Excerpts of pointing data:
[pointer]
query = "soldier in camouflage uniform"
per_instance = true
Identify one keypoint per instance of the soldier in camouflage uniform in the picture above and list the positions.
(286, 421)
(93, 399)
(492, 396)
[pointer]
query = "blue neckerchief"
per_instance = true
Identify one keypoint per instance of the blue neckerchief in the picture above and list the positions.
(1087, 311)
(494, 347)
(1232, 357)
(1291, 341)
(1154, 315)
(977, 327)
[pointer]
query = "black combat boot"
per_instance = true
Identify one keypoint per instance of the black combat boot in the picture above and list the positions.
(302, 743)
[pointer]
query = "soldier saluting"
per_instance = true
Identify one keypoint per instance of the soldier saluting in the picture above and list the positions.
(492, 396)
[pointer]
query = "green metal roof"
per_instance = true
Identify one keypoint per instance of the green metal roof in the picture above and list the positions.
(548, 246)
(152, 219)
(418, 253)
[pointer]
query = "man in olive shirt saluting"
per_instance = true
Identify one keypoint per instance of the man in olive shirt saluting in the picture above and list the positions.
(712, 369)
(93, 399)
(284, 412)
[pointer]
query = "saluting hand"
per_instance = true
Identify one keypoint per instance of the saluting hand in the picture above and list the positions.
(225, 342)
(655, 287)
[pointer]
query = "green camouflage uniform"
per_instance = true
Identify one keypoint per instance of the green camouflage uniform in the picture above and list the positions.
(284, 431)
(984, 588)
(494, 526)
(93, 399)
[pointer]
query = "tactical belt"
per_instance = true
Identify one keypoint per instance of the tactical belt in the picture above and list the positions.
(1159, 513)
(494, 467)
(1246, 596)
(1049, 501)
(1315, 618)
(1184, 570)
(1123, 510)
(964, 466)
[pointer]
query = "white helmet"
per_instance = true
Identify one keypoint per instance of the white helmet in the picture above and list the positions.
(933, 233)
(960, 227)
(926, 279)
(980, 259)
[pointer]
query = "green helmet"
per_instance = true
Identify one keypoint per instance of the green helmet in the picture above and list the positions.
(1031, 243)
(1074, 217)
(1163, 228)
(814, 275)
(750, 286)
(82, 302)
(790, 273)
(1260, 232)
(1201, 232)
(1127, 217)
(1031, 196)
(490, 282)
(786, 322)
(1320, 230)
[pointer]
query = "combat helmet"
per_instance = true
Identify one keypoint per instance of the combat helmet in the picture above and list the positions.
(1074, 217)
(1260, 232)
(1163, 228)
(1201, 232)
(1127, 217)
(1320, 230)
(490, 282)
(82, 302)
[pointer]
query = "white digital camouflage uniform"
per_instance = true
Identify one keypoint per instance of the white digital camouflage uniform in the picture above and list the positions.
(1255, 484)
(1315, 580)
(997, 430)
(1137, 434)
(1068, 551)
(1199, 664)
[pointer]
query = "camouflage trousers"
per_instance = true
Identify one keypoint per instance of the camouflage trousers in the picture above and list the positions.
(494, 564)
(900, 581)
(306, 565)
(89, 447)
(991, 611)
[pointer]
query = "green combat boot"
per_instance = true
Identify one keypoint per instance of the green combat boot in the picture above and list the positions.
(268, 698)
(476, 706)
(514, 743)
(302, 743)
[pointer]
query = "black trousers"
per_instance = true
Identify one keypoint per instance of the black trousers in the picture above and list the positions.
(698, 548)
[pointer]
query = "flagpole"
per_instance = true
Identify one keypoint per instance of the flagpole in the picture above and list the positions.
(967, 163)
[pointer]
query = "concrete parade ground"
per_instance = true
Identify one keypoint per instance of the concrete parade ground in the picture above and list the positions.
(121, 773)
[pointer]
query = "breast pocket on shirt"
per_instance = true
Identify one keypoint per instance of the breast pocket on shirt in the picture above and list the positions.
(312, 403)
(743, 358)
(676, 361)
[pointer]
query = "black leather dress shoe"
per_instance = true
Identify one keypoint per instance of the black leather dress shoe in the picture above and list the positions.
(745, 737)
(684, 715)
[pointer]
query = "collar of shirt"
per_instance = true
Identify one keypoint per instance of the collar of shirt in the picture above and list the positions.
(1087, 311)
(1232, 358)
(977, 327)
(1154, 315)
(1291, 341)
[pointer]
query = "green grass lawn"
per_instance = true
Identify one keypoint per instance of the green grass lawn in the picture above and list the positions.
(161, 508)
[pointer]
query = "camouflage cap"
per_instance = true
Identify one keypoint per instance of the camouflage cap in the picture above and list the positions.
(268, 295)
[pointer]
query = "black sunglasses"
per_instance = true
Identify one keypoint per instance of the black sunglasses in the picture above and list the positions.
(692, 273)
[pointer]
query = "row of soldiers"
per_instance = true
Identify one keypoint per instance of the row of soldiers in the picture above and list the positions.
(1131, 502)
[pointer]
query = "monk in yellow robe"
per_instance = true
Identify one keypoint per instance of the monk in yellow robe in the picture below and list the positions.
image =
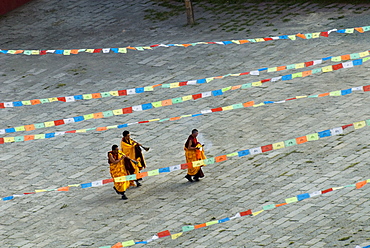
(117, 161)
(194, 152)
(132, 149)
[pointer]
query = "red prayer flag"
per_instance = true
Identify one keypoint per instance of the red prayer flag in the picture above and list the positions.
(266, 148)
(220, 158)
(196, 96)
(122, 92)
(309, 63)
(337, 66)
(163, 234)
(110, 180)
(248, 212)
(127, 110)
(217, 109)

---

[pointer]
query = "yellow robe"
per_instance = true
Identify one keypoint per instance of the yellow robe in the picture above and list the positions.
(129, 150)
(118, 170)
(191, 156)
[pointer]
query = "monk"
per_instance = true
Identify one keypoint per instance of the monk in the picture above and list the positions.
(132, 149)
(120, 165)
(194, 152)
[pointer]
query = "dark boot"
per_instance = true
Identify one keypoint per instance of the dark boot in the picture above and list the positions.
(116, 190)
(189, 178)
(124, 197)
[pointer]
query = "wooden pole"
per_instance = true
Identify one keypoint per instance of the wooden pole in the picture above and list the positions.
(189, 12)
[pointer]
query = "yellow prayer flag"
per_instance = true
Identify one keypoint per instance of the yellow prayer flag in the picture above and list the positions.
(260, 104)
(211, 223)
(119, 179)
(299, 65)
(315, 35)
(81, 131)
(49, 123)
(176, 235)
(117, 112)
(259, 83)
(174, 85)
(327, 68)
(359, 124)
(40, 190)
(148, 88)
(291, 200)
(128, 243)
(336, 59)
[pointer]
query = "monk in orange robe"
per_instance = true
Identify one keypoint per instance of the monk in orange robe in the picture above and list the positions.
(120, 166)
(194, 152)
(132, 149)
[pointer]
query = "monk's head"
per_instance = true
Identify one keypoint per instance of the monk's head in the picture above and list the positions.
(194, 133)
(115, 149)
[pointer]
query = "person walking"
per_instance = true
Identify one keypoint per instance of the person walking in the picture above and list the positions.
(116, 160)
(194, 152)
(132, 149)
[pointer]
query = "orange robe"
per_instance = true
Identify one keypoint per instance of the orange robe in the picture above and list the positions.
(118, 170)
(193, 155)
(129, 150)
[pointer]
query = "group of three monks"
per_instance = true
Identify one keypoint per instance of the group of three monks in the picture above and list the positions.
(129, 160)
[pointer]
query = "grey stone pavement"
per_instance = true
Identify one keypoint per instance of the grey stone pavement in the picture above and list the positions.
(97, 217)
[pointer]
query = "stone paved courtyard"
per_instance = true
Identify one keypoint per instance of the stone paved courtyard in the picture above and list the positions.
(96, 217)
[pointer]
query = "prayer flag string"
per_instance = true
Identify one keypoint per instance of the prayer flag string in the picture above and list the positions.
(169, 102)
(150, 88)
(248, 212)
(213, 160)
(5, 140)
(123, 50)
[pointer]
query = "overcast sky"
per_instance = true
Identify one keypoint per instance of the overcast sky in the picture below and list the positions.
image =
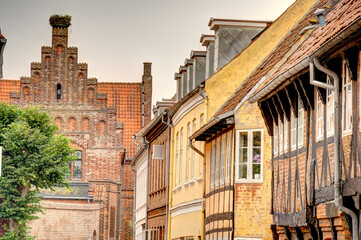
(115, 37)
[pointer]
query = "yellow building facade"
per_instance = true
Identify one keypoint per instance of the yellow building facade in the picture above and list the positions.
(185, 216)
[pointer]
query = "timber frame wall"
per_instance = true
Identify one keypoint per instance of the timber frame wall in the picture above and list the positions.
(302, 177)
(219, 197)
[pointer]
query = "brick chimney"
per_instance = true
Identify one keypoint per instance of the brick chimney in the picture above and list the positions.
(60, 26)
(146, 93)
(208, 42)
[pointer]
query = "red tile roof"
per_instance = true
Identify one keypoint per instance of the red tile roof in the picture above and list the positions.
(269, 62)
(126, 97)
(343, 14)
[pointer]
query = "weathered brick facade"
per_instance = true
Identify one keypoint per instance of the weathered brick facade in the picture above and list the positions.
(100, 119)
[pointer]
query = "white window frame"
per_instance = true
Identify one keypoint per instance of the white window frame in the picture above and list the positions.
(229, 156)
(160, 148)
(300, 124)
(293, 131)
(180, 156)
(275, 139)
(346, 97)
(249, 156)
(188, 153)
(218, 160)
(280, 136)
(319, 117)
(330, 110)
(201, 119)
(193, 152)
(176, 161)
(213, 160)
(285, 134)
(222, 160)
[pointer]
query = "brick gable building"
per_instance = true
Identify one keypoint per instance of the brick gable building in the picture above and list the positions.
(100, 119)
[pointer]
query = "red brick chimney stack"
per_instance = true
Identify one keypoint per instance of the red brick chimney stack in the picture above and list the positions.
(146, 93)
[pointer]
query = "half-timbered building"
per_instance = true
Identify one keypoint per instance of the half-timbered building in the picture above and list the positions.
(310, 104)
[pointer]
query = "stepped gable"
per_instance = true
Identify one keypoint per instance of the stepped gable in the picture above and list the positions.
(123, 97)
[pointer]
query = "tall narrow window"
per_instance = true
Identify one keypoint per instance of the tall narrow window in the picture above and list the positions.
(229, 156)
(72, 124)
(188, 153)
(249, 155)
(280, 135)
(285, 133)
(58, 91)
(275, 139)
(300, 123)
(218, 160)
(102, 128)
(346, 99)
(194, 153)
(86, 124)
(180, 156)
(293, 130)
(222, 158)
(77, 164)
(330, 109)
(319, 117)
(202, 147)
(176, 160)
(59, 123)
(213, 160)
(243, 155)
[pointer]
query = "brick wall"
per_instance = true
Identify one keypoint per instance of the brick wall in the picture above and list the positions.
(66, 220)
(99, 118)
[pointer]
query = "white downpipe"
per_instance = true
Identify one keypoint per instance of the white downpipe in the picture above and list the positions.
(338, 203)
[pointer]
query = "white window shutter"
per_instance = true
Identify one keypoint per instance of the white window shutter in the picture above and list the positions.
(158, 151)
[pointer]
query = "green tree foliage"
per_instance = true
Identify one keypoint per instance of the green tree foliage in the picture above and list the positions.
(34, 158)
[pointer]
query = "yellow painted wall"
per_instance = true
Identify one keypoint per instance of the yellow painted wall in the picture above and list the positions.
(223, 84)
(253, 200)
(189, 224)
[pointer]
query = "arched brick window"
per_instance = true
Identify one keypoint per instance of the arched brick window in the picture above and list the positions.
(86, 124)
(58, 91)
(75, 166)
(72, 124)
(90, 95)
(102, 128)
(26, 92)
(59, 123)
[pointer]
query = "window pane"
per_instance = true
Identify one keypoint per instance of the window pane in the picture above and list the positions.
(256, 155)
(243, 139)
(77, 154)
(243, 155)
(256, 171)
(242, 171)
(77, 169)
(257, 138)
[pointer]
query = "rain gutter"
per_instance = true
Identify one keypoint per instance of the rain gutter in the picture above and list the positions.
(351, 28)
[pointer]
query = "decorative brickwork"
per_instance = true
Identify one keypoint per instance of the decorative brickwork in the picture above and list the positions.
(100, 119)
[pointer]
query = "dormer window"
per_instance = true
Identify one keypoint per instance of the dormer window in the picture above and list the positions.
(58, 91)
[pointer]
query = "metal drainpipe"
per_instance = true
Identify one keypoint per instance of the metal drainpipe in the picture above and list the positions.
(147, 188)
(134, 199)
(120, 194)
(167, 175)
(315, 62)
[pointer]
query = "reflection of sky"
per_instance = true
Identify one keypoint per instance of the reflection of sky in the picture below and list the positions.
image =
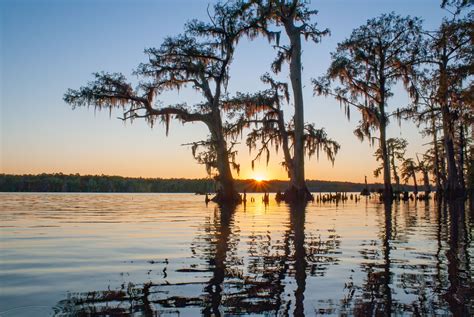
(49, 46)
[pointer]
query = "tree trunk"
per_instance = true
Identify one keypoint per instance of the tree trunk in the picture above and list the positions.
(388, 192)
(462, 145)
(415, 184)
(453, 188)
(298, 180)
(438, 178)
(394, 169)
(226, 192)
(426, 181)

---

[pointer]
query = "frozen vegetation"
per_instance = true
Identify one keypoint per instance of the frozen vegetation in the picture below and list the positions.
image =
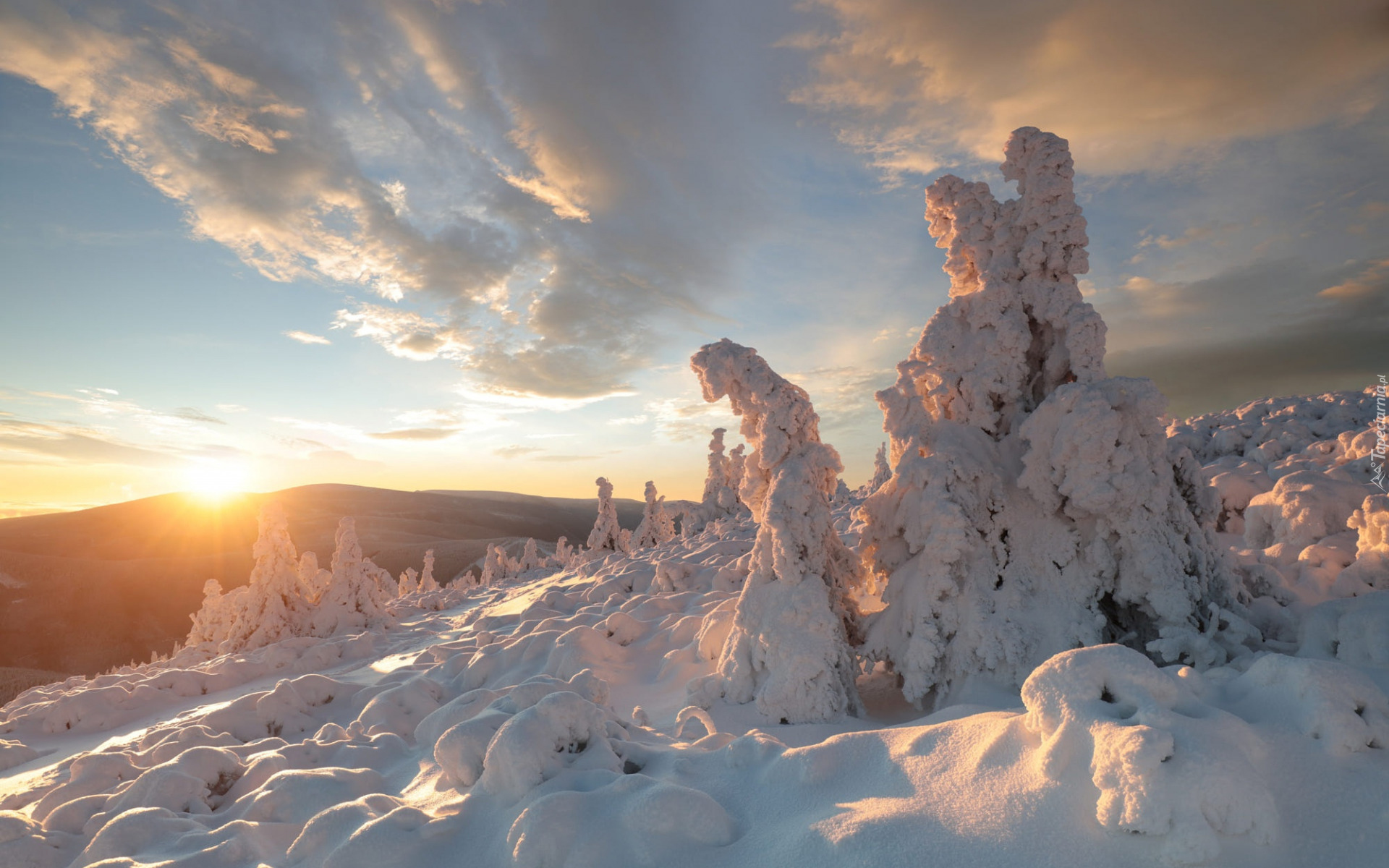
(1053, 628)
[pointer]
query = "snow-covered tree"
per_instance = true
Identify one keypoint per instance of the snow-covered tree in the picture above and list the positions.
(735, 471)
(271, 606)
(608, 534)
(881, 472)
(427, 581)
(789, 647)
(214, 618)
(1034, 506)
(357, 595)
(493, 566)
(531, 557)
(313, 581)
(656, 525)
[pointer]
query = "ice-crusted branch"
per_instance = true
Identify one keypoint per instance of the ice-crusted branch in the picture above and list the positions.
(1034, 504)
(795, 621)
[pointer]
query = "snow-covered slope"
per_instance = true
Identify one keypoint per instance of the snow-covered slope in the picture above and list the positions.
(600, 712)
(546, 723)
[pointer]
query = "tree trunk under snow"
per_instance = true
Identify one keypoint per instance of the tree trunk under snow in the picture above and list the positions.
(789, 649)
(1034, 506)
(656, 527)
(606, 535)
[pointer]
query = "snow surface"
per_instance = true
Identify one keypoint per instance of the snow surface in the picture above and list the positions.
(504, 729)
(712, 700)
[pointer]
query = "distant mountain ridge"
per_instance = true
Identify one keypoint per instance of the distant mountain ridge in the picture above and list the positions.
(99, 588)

■ **The exercise**
Locate each line in the entries above that contains the word "breast" and copy those lines in full.

■ **Solution for this exercise**
query = "breast pocket on shirt"
Identify one keypoint per instance of the breast pocket on shirt in the picture above and list the positions.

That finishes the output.